** Opening Records provided block **

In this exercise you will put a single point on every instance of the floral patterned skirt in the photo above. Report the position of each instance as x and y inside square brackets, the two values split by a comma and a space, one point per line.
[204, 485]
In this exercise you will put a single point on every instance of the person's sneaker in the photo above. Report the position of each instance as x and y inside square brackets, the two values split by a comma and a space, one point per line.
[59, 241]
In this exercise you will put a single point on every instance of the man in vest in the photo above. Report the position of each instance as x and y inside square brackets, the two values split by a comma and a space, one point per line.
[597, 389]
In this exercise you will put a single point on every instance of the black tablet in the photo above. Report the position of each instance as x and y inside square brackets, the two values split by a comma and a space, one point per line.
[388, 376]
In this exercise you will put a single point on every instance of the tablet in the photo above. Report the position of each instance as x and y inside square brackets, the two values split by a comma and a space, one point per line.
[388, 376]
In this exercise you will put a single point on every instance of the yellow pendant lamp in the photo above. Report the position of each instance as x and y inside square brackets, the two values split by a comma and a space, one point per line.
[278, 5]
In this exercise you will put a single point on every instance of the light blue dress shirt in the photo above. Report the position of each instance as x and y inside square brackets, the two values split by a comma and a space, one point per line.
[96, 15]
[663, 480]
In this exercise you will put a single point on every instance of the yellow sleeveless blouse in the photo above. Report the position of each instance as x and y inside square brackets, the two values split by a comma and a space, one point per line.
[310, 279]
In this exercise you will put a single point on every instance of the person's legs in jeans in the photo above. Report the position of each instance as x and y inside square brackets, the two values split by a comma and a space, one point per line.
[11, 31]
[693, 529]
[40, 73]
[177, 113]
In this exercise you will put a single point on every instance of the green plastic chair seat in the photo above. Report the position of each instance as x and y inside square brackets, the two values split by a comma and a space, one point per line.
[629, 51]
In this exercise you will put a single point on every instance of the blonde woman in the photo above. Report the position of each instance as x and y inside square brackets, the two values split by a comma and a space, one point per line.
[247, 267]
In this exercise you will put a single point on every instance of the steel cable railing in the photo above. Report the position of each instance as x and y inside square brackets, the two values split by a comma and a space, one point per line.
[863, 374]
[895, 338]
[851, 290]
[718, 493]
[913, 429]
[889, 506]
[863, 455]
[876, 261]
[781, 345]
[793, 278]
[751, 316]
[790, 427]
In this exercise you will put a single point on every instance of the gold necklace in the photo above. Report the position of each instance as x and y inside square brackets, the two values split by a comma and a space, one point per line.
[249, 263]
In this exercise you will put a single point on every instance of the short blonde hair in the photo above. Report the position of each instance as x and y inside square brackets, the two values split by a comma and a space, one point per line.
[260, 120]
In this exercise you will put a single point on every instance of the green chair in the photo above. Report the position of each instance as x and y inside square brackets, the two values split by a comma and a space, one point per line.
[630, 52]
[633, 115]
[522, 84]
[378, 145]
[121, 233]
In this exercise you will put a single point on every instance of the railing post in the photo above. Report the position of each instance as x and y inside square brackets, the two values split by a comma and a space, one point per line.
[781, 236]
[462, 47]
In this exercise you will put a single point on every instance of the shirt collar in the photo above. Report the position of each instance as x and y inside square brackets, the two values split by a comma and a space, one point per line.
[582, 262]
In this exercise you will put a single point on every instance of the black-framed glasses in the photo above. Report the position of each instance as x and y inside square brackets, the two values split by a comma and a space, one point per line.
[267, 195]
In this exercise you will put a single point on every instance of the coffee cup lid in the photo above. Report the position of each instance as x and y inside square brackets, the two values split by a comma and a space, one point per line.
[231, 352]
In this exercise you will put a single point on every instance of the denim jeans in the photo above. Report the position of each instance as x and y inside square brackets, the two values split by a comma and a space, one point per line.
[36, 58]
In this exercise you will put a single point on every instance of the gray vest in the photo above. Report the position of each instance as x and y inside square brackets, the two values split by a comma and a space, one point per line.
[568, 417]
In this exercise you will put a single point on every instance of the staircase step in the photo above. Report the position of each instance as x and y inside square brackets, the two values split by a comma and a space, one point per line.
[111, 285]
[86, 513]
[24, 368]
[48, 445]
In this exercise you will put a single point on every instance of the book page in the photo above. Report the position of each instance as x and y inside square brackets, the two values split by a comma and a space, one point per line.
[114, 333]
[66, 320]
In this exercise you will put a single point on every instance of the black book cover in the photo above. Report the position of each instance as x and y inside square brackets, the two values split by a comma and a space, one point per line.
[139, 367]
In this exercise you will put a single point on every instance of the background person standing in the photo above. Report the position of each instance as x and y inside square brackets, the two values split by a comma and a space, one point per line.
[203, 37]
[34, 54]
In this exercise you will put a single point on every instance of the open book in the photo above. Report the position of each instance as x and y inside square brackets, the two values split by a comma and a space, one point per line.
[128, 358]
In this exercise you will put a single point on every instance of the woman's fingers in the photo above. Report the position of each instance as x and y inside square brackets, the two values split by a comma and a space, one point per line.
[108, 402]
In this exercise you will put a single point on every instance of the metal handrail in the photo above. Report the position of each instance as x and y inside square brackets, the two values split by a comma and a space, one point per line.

** Closing Records provided block **

# Exercise brief
Output a faithful copy of every entry, keeping each line as written.

# Output
In this exercise you will put a single point on every instance of the floral patterned skirt in the photo above. Report the position of each instance as x and y inside square brackets, the two values split by a comma and a space, one point per line.
[204, 485]
In this exercise you will put a single point on every instance of the person's sneaker in the photo above. Report the position of each instance as x and y inside square brackets, the two values split by a comma and a space, one point per line.
[59, 241]
In this exercise you will put a single point on every instance of the man in vest in the photo above. Report the position of each instance as x and y inside square brackets, the two values split by a comma and a space, one point per line.
[597, 389]
In this exercise you will put a single point on every instance of the black tablet in the photo above. Report the position of each instance as x and y inside square brackets, the two values split by a comma and a space, one point per line.
[388, 376]
In this exercise you will put a single point on every instance of the tablet in the photo above. Report the position of each instance as x and y inside square brackets, the two values split by a comma and a space, one point per line.
[388, 376]
In this exercise you will put a single point on every instance of the yellow pendant lamp in the photo above. Report the position of each instance as x and y inside square brackets, the two values split by a comma and a space, one point per line.
[278, 5]
In this exercise you will put a single point on every instance of the light blue dress shirt in the photo above. Report the position of each instance as x and y inside square brackets, the two values split by a comma and a space, one point per line.
[96, 15]
[663, 480]
In this exercise you will put a single point on every instance of the yellow sleeveless blouse in the photo above. Report the position of each instance as x and y inside square brackets, the two values split by a comma and a space, one point per line.
[310, 279]
In this exercise you will put a single point on every instance of the person's legs in jeans in the photo above. Report the position of each instance as x and y inside square brackets, the two values split by a comma and a space, one point per line.
[11, 31]
[693, 529]
[40, 73]
[177, 113]
In this exercise you will put a single point on every instance of the green plastic chair seat in the photo above. Report the position of each instance as x and y inside square brackets, the two values split by a comma and a space, one point per line.
[629, 51]
In this exercise you will put a single point on every instance of the blonde woman in the photo above. Report the position of each instance as x and y inside square brackets, the two values split by a comma and a space, one point per line.
[247, 267]
In this exercise you will put a single point on every instance of the steel cable railing in the photo above. Report the position of each instance as x and y inside square brackets, the two values split by a comma and a space, one point per line.
[863, 374]
[895, 338]
[851, 290]
[718, 493]
[913, 429]
[889, 506]
[863, 455]
[876, 261]
[781, 345]
[793, 278]
[751, 316]
[790, 427]
In this exercise you will put a single point on every instance of the gold necklace in the photo above. Report the position of each instance as x and y inside square brackets, the two values split by a comma and a space, one point per line.
[249, 263]
In this exercise you will put a single point on every instance of the short blonde hair in the photo above. Report the position of each instance as x and y inside square brackets, the two values split by a comma and a space, one point per line.
[260, 120]
In this exercise you will put a single point on every instance of the green chair in the photo above. Report the position of each instance as x and y inside square brackets, the two values split by a comma and a space, one point per line.
[630, 52]
[633, 115]
[522, 84]
[378, 145]
[121, 233]
In this exercise you will put a single point on every instance of the railing post in the photo above. Report the position of each instance as x and y inside square brackets, the two values split by a comma and a space, one point per line.
[781, 236]
[462, 47]
In this exercise you will put a single point on every instance of the shirt collar in the photo above. Report the position of each instance as x and y inside square brackets, the two values split by a comma and a space, one point per line.
[582, 262]
In this exercise you will put a single point on every instance of the black-framed glasses in the photo above. Report the position of each instance as x and y inside square brackets, the two values split by a comma and a space, one point per line.
[267, 195]
In this exercise you will put a single point on every instance of the coffee cup lid in the photo above. Report the position of each instance as x and y inside square brackets, the two values split by a comma and a space, one point per line.
[231, 352]
In this exercise you will put a single point on every instance of the denim jeans in the photo above. Report the position of each instance as x and y inside square brackets, the two values split by a comma and a space, one point per line.
[36, 58]
In this exercise you will put a single point on every instance of the gray vest in the photo above. Report the position of each instance as x and y inside square brackets, the two values split by a comma and a space, one point per line.
[568, 417]
In this exercise you will put a single point on every instance of the staircase step in the photo above. Report the position of each instance as x and y inside square brackets, the two values split by a comma and a space, one point per line.
[111, 285]
[86, 513]
[24, 368]
[48, 445]
In this exercise you will put a single point on every instance of the book page in the photo above. Report the position of each instance as x and y inside square brackets, the two values split by a comma and a space, one point per line.
[114, 333]
[66, 320]
In this exercise you will put a single point on every instance of the black book cover in the photo above. Report the position of each instance as x and y inside square brackets, the two values split by a comma and a space, one point per line.
[139, 367]
In this exercise you will put a single point on every instance of the background person standing in the photo above. Report the position of each instance as x and y inside square brackets, the two values split by a comma and a space, one point per line.
[203, 37]
[34, 54]
In this exercise you will put a single point on every instance of the open book in the photo above. Report the position of each instance as x and y inside square brackets, the two values split by a comma and a space, one point per line.
[128, 358]
In this exercise you will put a single point on every instance of the woman's fingers in the photo above. Report the position of each instance as x and y inside square brackets, the two values split by a comma and a space, one point per line.
[108, 402]
In this exercise you will put a single point on every instance of the metal handrail in the photo above. Report the position of each instance as x and y inside square brackets, the two values split by a comma and a space, one point per line.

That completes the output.